▶ EXERCISE DETAILS
Pull out each line from the entries below that contains the word "instance", treating uppercase and lowercase as different.

—————

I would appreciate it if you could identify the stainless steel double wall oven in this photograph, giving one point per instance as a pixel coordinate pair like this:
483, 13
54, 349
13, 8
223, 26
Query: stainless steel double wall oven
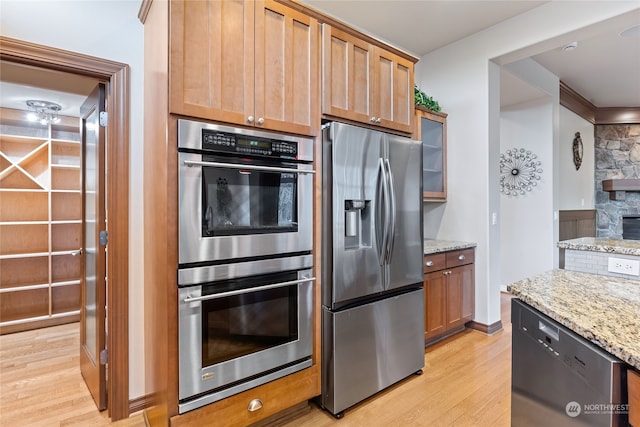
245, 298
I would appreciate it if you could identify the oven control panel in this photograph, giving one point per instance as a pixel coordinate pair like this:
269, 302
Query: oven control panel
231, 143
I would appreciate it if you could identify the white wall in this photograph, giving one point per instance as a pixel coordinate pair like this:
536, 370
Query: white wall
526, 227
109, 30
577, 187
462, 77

—————

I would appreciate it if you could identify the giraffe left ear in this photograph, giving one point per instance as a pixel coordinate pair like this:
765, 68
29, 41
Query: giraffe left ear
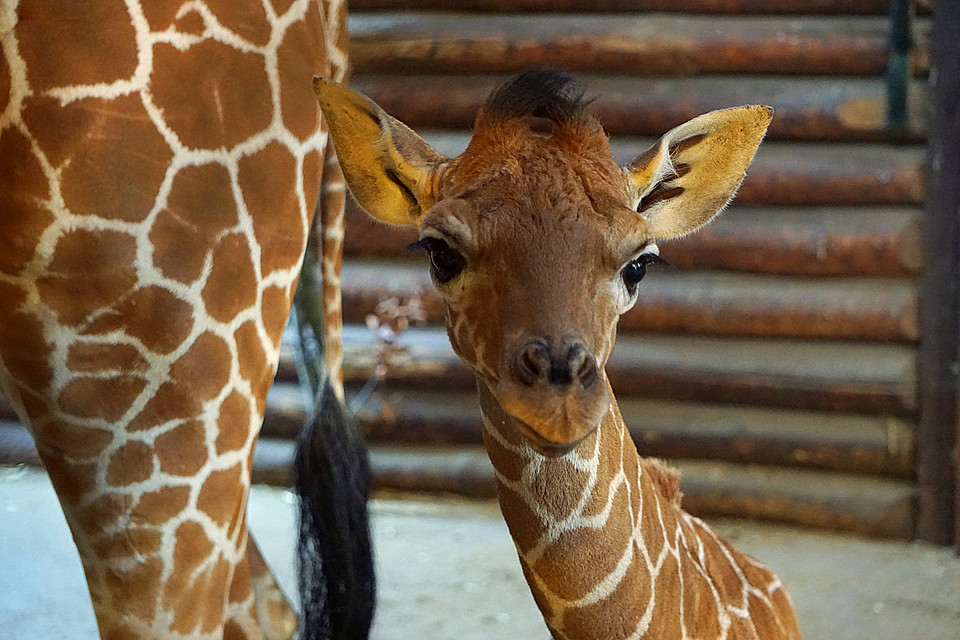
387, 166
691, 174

—————

▶ ANSWER FOR THE TASK
I would appreciate it if you could identify the stainless steel double wall oven in this photograph, giving one point per instance as a pixel coordinate pair like this:
I would appreciate it if you could identify the oven control panel in this photograph, giving one point per instance as a pixel coordinate pair like this:
I would appreciate it if you could identify the white wall in this photograph, giving one point per instance as a pixel coordinate pair like this:
I would appreciate it if you could identify the giraffe left ear in this photograph, giving one point per instance as a pixel coordinate pair like this:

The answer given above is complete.